● **WRITTEN EXERCISE**: Put every line of the records below into a JSON list of strings, one string per line, omitting blank lines and leaving the pictures out.

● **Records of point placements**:
┌──
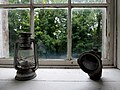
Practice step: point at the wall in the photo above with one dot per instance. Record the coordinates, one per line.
(4, 33)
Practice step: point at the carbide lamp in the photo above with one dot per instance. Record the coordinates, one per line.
(25, 59)
(91, 63)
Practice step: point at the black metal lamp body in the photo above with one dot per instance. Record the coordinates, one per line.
(91, 63)
(25, 59)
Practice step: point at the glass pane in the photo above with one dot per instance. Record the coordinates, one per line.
(87, 27)
(51, 33)
(88, 1)
(50, 1)
(18, 21)
(14, 1)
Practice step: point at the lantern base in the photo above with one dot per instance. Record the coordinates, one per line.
(25, 74)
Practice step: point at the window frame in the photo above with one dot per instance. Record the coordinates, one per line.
(69, 61)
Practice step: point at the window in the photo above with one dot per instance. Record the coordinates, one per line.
(63, 28)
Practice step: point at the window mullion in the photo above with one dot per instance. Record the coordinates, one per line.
(69, 39)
└──
● **FINAL ANSWER**:
[
  "Practice step: point at the wall in the photo above with one dot per instance. Record the coordinates, one per line.",
  "(4, 33)",
  "Practice step: point at the carbide lamp in the photo above with one dot per instance. Record the coordinates, one per line.",
  "(25, 59)",
  "(91, 63)",
  "Practice step: point at the black metal lamp body in the photo above with one dot per instance. Record the coordinates, one per line.",
  "(91, 63)",
  "(25, 59)",
  "Practice step: point at the glass pane in the photo above with one dot per instance. Record the coordinates, one per line.",
  "(87, 27)",
  "(51, 33)",
  "(88, 1)",
  "(50, 1)",
  "(18, 21)",
  "(14, 1)",
  "Practice step: point at the lantern base in the photo above with one dot per instance. Record the coordinates, one per line.",
  "(25, 74)",
  "Practice step: point at the window frame in the photo above with one dot per instance. Record the coordinates, one per line.",
  "(69, 61)",
  "Practice step: point at the window in the photo above with one dot per instance. Record the coordinates, one per line.",
  "(63, 28)",
  "Practice step: point at the window mullion in the photo above with one dot per instance. Record the coordinates, one per line.",
  "(69, 39)"
]